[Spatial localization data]
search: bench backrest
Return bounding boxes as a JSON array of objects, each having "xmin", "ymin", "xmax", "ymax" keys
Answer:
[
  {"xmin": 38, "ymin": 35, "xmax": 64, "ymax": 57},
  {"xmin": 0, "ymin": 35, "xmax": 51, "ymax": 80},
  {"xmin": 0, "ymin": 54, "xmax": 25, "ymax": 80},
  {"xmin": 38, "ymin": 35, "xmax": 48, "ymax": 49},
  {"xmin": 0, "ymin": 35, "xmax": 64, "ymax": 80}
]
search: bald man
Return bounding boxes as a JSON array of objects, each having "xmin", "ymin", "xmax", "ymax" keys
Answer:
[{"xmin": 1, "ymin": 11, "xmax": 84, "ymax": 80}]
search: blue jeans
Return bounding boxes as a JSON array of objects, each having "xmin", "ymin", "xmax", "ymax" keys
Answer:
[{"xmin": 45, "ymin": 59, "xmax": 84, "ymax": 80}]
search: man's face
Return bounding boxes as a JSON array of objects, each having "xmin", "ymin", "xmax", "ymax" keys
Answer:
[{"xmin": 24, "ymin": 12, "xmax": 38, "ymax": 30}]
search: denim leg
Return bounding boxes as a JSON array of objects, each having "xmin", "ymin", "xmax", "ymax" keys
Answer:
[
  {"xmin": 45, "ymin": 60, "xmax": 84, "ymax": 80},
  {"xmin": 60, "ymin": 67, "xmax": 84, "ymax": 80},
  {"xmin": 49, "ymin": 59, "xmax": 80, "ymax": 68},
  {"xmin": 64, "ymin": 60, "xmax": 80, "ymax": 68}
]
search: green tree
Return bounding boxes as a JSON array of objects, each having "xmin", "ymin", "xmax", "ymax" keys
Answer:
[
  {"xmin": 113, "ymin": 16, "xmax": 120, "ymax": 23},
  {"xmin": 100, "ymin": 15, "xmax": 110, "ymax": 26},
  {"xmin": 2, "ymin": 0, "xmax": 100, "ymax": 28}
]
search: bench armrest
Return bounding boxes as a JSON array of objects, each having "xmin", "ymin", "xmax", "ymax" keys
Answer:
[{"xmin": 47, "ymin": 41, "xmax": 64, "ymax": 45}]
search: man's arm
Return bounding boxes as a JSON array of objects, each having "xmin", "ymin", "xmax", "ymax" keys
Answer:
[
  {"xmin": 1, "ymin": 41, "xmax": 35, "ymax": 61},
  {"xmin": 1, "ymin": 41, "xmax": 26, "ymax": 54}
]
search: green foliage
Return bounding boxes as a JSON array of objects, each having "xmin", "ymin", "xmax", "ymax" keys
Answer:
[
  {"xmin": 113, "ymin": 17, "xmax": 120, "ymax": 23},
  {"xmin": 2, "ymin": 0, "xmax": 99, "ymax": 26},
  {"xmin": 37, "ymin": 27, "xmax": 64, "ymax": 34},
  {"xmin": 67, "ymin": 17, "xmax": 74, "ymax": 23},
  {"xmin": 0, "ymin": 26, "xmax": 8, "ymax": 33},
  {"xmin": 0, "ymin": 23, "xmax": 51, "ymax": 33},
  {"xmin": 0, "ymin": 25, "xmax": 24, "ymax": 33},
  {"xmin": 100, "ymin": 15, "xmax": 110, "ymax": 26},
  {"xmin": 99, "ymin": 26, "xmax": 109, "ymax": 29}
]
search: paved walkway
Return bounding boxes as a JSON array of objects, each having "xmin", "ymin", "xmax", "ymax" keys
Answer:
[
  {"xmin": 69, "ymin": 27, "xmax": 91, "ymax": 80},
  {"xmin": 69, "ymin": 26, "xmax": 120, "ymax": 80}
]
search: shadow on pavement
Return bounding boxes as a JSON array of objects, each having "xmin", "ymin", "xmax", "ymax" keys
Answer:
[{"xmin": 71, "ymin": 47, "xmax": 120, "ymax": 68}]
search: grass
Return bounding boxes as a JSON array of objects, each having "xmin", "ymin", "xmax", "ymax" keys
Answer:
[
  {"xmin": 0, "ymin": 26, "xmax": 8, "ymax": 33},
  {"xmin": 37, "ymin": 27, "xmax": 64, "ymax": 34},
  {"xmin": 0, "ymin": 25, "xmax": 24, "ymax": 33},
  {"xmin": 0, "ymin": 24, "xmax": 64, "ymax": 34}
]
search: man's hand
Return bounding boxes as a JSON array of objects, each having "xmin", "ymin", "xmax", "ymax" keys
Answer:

DESCRIPTION OF THE TASK: Could you return all lines from the records that include the word "green"?

WRITTEN RESPONSE:
search: green tree
search: green foliage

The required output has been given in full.